‘Justice is served,’ says mother of murdered teen

PORT ANGELES — For the family of Melissa Leigh Carter, the 15-year-old girl who Robert Gene Covarrubias raped and strangled in December 2004, the Friday guilty verdict was cathartic.

“I was kind of scared, sitting on the edge of my seat,” said Carla Carter, Melissa’s mother.

“I’m glad justice is served for her.”

Testimony in the case took three weeks, but it took fewer than seven hours for a Clallam County jury to render the guilty verdict on Friday in the first-degree murder trial of 25-year-old Covarrubias.

When the jury foreman read the verdict, the 100 or so people in Clallam County Superior Court did not cheer.

Depending on where a person was sitting, it sounded like the crowd either gasped or exhaled.

“It’s been a difficult case for everyone involved,” said Judge George Wood.

“A little girl got justice,” said Eric Kovatch, Port Angeles Police Department’s lead investigator on the case, who sat beside Clallam County Prosecuting Attorney Deborah Kelly throughout the four-week trial.

“There are no winners in this at all.”

Kelly agreed with Kovatch.

“‘Win’ is not the right word,” she said.

Covarrubias will appeal the verdict, said his attorney, public defender Ralph Anderson.

Exercise tasks.
a: Transcribe the article on the verdict word for word, from "Testimony in the" to "the four-week trial.".
b: According to the article on the verdict, how long did the Clallam County jury take to reach its guilty verdict?
c: List every person named in the article on the verdict.

Input data.
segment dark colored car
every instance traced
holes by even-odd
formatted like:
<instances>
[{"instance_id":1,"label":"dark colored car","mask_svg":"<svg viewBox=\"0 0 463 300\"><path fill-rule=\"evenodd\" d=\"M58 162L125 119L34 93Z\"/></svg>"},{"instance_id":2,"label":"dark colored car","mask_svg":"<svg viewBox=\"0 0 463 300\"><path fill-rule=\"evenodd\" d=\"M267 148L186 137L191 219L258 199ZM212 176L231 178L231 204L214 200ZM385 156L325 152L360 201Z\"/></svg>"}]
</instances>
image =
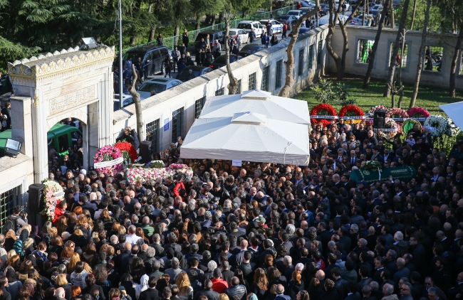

Answer list.
a:
Testimony in the case took three weeks, but it took fewer than seven hours for a Clallam County jury to render the guilty verdict on Friday in the first-degree murder trial of 25-year-old Covarrubias.

When the jury foreman read the verdict, the 100 or so people in Clallam County Superior Court did not cheer.

Depending on where a person was sitting, it sounded like the crowd either gasped or exhaled.

“It’s been a difficult case for everyone involved,” said Judge George Wood.

“A little girl got justice,” said Eric Kovatch, Port Angeles Police Department’s lead investigator on the case, who sat beside Clallam County Prosecuting Attorney Deborah Kelly throughout the four-week trial.

b: Fewer than seven hours.

c:
Melissa Leigh Carter
Robert Gene Covarrubias
Carla Carter
George Wood
Eric Kovatch
Deborah Kelly
Ralph Anderson